抽出テキスト -
***

2011年6月18日(土)より渋谷ユーロスペースほか全国順次公開

2010年/カラー/HD/75分

イントロダクション

作品スチール

 「食べること」は、人間が生きていく上で基本となることだ。だが、ときとして「食べること」は苦しみをも生むことになる。『食と乙女』は、現代の東京を舞台に「食」にまつわる人間模様が交錯していく群像劇だ。
 登場するのは、人に料理を作ることを生きがいとする女と人前で決して食べ物を口にしない男、過食と嘔吐を繰り返す女とその同棲相手、妻子を食べさせるのに必死の会社社長とその妻……。渋谷にあるダイニングバーに集まる男女とその周囲の人々が、それぞれに絡みあいつつ物語を織りなしていく。
 ダイニングバーのアルバイト店員・砂織を演じるのは、『名前のない女たち』で注目を集めた佐久間麻由。過食症の美江には宝塚歌劇団出身で舞台や映像で活躍する田中里枝。美江の同棲相手・武史は、井口昇など個性派監督の作品に出演するほか監督としての顔も持つ岸建太朗。砂織の働くバーの常連・石田には監督・脚本家としても活躍する増本庄一郎。人前で食べ物を口にしない九条には劇団・遊園地再生事業団のメンバーで演出も手がける上村聡。そのほか、『食堂かたつむり』などの岡村多加江、映画・テレビ・舞台と活躍する菊池透と、実力派俳優たちが集まった。
 監督・脚本は栗村実。大学卒業後にアメリカで映画制作を学び、2005年制作の短編『スタジオワーク』が高く評価された俊英が、初の長編映画を手がけた。
 第32回モスクワ国際映画祭や第11回アジアティカ映画祭で賞を獲得、招待を受けた第61回ベルリン映画祭でも高い評価を受けた注目の作品が、いよいよ日本公開を果たす。

ストーリー

作品スチール

 多くの人々が行きかう渋谷の街。砂織(佐久間麻由)が料理を作るダイニングバーは、そのざわめきの中にある。
 バーを訪れる客のひとり・美江(田中里枝)は、仕事中からお菓子を食べてばかり。家に戻っても飲食を続けてはトイレで吐く、過食と嘔吐を繰り返していた。美江の同棲相手でろくに仕事もしていない武史(岸建太郎)は、美江になにも言うことができず、お菓子の空き袋を片付けるだけだ。
 砂織の働くバーによくやってくるが、飲むだけで食事に手をつけない男・九条(上村聡)。酔いつぶれた翌朝、自宅アパートで目を覚ますと、女が台所で朝食の支度をしてくれていた。だが、九条は女を追い出すと、用意された朝食を全部捨ててしまい、自分で作った目玉焼きとパンだけの朝食を済ます。

***

提供資料 -
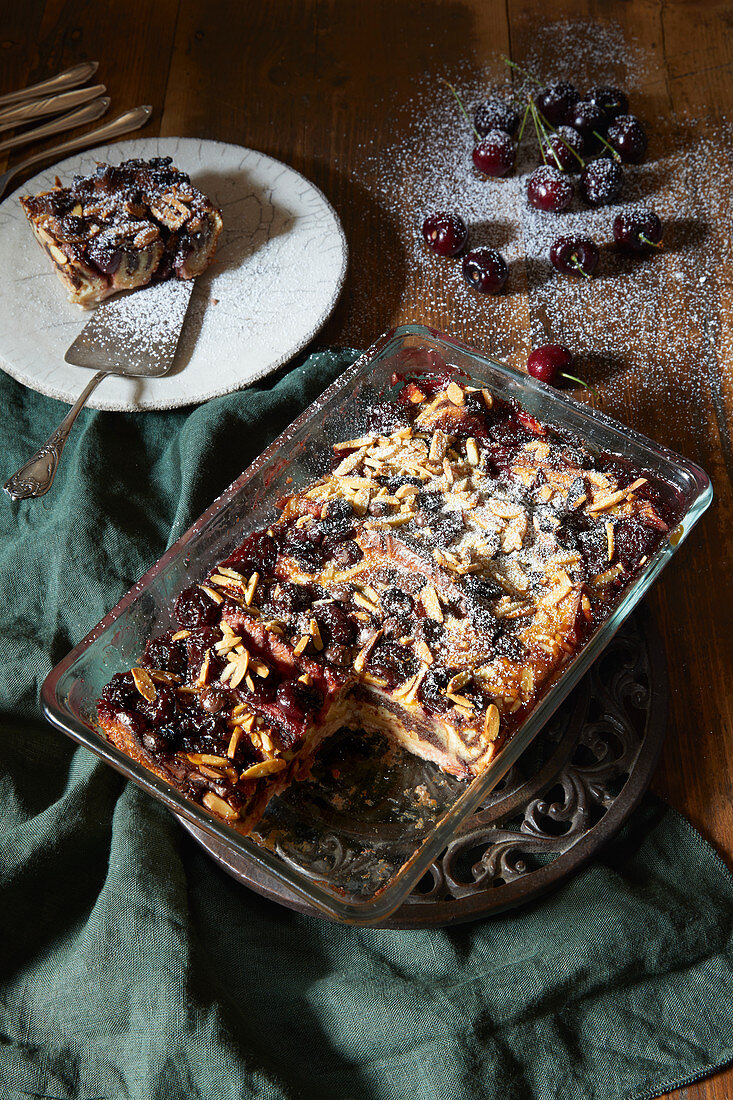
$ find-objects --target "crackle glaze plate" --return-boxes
[0,138,347,411]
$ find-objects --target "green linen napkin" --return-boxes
[0,351,733,1100]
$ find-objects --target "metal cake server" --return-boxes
[3,278,195,501]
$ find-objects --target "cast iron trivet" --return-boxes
[183,607,667,928]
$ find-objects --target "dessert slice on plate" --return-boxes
[20,156,221,306]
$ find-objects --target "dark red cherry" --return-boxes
[583,84,628,125]
[613,210,663,252]
[222,531,277,576]
[580,156,624,206]
[535,80,578,127]
[423,213,468,256]
[568,99,605,150]
[606,114,647,164]
[527,344,572,386]
[527,344,598,397]
[541,127,583,172]
[527,164,575,213]
[471,130,516,176]
[461,248,508,294]
[550,237,600,278]
[473,98,519,138]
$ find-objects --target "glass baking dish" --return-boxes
[42,325,712,924]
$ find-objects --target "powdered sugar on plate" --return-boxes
[0,138,347,410]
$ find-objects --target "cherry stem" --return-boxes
[593,130,621,162]
[439,76,481,142]
[532,100,562,172]
[527,96,547,165]
[560,371,601,402]
[501,54,541,88]
[535,103,586,168]
[516,100,529,149]
[570,252,590,278]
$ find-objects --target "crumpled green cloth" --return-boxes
[0,351,733,1100]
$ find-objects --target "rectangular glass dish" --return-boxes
[42,326,712,924]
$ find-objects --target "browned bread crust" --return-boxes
[21,156,221,306]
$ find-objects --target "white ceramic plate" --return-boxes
[0,138,347,411]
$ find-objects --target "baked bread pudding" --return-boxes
[98,374,672,833]
[20,156,221,306]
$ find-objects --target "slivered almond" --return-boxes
[483,703,501,741]
[199,584,223,604]
[466,436,481,466]
[131,669,157,703]
[203,791,239,822]
[353,627,384,672]
[196,649,211,688]
[209,573,244,590]
[361,672,387,688]
[446,382,466,405]
[446,692,473,712]
[227,725,243,760]
[624,477,646,496]
[308,618,324,652]
[351,592,380,615]
[239,757,287,779]
[244,572,260,607]
[402,664,428,706]
[588,488,627,513]
[446,670,473,695]
[150,669,180,684]
[428,428,448,462]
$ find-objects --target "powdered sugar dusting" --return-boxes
[349,22,733,449]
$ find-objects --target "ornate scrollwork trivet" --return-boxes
[179,609,667,927]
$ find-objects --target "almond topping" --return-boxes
[203,791,239,822]
[239,757,287,779]
[199,584,223,604]
[420,584,444,623]
[483,703,501,741]
[244,572,260,607]
[227,726,243,760]
[446,382,466,405]
[588,490,628,513]
[309,618,324,652]
[353,627,383,672]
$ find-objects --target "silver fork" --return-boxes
[0,105,153,198]
[0,96,112,153]
[0,84,107,130]
[0,62,99,107]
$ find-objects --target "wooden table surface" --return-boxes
[0,0,733,1100]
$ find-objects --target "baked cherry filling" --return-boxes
[98,371,677,832]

***

記述課題 -
映画紹介文の「監督・脚本は栗村実。大学卒業」から「きとパンだけの朝食を済ます。」までを、両端の語句も含めて一字一句違えずに打ち直してもらえますか。 資料は映画紹介文とは関係がありません。

出力全文 -
監督・脚本は栗村実。大学卒業後にアメリカで映画制作を学び、2005年制作の短編『スタジオワーク』が高く評価された俊英が、初の長編映画を手がけた。
 第32回モスクワ国際映画祭や第11回アジアティカ映画祭で賞を獲得、招待を受けた第61回ベルリン映画祭でも高い評価を受けた注目の作品が、いよいよ日本公開を果たす。

ストーリー

作品スチール

 多くの人々が行きかう渋谷の街。砂織(佐久間麻由)が料理を作るダイニングバーは、そのざわめきの中にある。
 バーを訪れる客のひとり・美江(田中里枝)は、仕事中からお菓子を食べてばかり。家に戻っても飲食を続けてはトイレで吐く、過食と嘔吐を繰り返していた。美江の同棲相手でろくに仕事もしていない武史(岸建太郎)は、美江になにも言うことができず、お菓子の空き袋を片付けるだけだ。
 砂織の働くバーによくやってくるが、飲むだけで食事に手をつけない男・九条(上村聡)。酔いつぶれた翌朝、自宅アパートで目を覚ますと、女が台所で朝食の支度をしてくれていた。だが、九条は女を追い出すと、用意された朝食を全部捨ててしまい、自分で作った目玉焼きとパンだけの朝食を済ます。